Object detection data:

[Start]

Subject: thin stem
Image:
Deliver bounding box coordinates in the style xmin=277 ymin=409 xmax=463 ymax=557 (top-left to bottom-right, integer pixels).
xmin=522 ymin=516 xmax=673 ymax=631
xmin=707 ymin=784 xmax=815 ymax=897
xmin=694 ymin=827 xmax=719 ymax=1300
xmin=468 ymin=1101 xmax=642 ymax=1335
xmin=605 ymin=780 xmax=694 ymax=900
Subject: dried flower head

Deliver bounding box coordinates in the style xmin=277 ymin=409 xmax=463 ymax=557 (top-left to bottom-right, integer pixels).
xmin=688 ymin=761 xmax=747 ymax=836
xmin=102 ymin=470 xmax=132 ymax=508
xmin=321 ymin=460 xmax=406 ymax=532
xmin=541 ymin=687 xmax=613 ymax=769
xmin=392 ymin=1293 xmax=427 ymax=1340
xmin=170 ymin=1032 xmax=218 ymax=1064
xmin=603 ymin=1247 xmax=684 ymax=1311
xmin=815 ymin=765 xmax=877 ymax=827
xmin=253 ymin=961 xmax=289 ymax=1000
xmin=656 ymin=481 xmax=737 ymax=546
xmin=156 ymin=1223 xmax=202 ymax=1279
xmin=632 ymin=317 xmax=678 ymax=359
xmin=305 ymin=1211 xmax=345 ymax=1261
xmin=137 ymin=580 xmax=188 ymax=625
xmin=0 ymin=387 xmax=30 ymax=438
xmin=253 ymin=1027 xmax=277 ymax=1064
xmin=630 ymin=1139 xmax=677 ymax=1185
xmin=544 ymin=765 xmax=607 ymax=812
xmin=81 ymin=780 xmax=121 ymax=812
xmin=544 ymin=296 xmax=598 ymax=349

[End]
[Start]

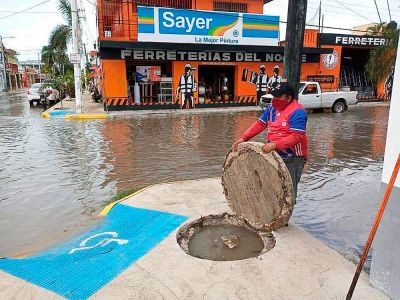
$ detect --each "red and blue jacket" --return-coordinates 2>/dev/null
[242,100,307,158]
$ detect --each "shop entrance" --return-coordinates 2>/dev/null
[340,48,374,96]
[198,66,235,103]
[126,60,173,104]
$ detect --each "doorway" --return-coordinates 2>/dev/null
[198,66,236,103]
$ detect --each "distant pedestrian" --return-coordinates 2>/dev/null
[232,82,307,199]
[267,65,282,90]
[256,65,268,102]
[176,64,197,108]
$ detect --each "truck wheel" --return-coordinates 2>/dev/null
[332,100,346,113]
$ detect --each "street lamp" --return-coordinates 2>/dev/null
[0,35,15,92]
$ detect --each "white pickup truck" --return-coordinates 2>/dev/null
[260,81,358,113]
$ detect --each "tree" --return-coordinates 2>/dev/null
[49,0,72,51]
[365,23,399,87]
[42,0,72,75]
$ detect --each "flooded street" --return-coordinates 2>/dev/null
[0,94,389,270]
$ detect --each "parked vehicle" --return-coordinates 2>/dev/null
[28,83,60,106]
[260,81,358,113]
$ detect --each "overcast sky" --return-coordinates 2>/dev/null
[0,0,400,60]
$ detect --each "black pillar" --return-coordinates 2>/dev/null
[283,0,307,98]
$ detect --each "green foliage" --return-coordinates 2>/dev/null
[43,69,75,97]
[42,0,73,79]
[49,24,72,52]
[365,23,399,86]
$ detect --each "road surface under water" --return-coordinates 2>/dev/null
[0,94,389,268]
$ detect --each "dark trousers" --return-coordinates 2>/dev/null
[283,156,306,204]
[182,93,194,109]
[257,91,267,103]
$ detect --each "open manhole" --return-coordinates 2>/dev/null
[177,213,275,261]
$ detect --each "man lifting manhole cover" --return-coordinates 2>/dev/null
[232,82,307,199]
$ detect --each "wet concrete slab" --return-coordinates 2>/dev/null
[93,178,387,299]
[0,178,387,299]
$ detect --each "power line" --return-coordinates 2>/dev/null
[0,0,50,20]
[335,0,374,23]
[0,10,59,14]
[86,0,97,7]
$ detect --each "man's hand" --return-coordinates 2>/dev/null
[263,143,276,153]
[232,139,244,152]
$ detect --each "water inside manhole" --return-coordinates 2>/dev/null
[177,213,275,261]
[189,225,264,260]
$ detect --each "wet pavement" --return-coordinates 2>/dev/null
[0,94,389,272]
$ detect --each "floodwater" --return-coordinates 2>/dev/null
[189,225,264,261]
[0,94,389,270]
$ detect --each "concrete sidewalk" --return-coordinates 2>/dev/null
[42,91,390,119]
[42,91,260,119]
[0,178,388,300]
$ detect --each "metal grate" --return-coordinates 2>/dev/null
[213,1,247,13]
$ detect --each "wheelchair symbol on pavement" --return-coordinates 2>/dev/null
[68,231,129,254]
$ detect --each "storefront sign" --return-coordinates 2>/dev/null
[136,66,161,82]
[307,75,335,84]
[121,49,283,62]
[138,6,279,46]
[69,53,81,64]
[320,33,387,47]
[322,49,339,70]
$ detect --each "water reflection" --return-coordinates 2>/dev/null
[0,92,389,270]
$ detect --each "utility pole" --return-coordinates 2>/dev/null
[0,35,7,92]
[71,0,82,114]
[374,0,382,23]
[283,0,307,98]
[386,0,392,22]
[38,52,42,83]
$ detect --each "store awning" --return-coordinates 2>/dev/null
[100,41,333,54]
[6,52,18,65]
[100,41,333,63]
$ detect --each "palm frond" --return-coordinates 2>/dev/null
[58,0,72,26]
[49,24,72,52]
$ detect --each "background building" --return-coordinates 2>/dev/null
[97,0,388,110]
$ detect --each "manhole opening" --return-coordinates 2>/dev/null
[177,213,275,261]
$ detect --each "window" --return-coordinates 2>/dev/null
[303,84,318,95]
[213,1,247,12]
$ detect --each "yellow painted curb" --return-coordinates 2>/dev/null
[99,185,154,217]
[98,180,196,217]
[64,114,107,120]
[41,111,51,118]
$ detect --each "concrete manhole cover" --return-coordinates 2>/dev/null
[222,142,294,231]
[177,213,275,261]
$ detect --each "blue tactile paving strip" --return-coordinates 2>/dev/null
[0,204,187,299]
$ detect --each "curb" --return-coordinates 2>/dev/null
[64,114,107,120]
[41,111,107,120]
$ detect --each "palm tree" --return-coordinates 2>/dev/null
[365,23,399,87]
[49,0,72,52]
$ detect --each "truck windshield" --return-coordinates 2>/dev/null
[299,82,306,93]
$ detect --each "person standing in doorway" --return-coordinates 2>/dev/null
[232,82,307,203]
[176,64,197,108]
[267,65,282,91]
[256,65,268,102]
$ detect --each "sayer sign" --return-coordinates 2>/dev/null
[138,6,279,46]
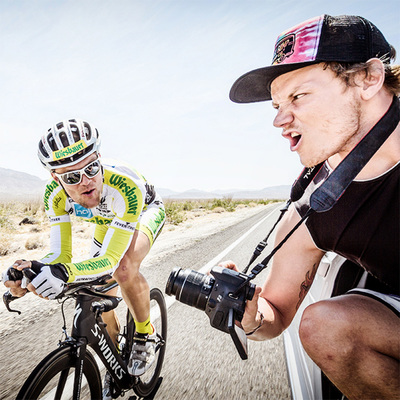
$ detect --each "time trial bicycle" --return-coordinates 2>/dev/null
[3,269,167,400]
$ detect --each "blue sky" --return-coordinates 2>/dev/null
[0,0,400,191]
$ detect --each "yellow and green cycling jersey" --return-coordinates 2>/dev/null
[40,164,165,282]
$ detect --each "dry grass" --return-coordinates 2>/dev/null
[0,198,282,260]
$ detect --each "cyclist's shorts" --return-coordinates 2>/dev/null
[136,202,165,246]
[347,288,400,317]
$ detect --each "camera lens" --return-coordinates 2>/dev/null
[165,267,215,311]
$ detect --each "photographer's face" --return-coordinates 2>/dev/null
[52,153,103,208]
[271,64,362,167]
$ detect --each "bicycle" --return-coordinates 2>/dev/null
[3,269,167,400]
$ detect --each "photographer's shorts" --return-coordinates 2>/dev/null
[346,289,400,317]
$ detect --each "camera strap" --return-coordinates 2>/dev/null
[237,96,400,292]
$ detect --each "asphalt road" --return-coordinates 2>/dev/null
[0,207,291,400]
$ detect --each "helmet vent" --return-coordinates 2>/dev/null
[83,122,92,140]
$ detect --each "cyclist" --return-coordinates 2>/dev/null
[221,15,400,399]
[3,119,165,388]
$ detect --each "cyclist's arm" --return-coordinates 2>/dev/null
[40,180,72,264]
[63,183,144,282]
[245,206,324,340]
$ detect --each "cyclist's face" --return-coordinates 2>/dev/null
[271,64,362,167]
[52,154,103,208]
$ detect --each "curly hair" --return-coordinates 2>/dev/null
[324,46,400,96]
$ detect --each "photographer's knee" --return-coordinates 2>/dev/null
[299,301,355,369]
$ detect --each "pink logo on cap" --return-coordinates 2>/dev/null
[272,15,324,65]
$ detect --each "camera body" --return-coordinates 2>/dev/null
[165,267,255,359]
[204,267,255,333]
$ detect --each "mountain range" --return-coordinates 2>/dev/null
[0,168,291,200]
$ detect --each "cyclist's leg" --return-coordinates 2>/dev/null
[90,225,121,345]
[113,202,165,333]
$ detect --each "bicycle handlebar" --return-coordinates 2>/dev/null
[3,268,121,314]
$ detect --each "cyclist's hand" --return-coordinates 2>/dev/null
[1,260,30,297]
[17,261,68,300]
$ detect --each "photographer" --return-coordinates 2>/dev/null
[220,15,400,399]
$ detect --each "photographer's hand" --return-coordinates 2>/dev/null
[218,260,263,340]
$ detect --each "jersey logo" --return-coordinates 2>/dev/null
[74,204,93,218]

[End]

Problem to work on: Turn the data, starting at the line that contains "Subject: thin stem" and ending at the line that contains "xmin=605 ymin=780 xmax=694 ymax=900", into a Markdown table with the columns Row and Entry. Put each line's running number under Row and the line itself under Entry, and leave out any blank lines.

Complete response:
| Row | Entry |
|---|---|
| 1 | Subject: thin stem |
| 2 | Image: |
| 3 | Deliver bounding box coordinates in the style xmin=277 ymin=409 xmax=463 ymax=557 (top-left to bottom-right, integer pixels). |
| 4 | xmin=522 ymin=516 xmax=673 ymax=631 |
| 5 | xmin=707 ymin=784 xmax=815 ymax=897 |
| 6 | xmin=694 ymin=827 xmax=719 ymax=1300 |
| 7 | xmin=468 ymin=1101 xmax=642 ymax=1335 |
| 8 | xmin=605 ymin=780 xmax=694 ymax=900 |